**To do**
For each line of the data below that contains "snow", return that line.

[[ Provided data, beginning ]]

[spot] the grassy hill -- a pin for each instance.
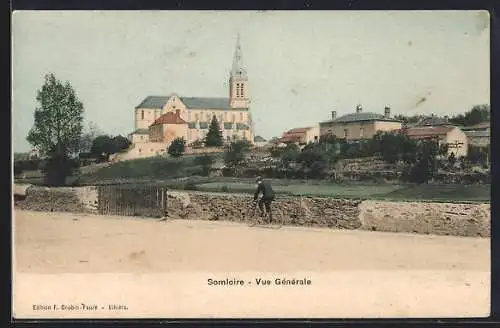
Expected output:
(183, 173)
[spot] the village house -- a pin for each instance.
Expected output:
(259, 142)
(359, 125)
(301, 136)
(478, 135)
(450, 135)
(161, 119)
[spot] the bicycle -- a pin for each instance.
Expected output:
(254, 219)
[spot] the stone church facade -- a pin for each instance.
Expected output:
(161, 119)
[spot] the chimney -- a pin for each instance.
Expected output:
(387, 112)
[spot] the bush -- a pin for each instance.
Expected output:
(206, 162)
(190, 186)
(58, 168)
(177, 147)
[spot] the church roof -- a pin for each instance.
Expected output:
(170, 118)
(363, 116)
(433, 121)
(218, 103)
(205, 103)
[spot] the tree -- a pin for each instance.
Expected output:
(289, 155)
(235, 154)
(214, 134)
(197, 144)
(57, 127)
(91, 132)
(177, 147)
(206, 162)
(102, 147)
(426, 166)
(452, 159)
(120, 143)
(313, 161)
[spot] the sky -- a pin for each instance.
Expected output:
(301, 64)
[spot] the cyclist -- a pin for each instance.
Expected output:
(267, 198)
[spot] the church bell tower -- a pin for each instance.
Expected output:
(238, 81)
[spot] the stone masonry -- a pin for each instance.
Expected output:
(410, 217)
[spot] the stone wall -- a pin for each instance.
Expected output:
(410, 217)
(427, 218)
(80, 199)
(319, 212)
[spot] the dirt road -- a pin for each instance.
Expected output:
(415, 271)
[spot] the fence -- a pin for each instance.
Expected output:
(147, 201)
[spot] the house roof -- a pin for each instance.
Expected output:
(358, 117)
(259, 139)
(290, 138)
(297, 130)
(479, 126)
(141, 131)
(432, 120)
(428, 131)
(157, 102)
(170, 118)
(477, 134)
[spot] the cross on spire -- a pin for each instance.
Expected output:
(238, 71)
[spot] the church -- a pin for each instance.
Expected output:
(161, 119)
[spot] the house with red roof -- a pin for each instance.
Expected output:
(451, 135)
(302, 135)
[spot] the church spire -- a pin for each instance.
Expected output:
(238, 71)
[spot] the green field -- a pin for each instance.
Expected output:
(182, 173)
(425, 192)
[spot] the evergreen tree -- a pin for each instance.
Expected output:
(214, 135)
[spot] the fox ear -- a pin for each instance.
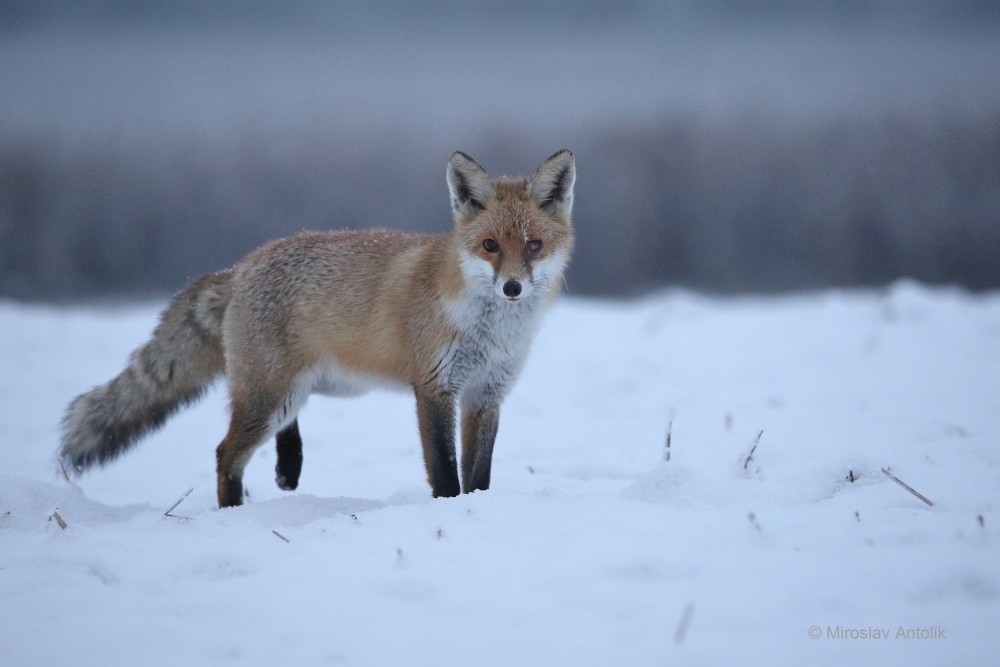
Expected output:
(552, 184)
(468, 183)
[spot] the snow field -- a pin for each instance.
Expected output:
(589, 549)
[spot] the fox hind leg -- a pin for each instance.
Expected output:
(253, 421)
(289, 465)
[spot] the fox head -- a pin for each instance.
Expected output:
(514, 235)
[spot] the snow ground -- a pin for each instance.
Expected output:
(590, 549)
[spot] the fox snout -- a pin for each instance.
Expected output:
(512, 288)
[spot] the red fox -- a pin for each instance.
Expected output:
(449, 316)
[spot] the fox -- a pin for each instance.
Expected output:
(448, 316)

[[ Provided data, end ]]

**Answer section**
[spot] the snow field -- a pin for each instance.
[spot] the snow ground -- a pin for each instance.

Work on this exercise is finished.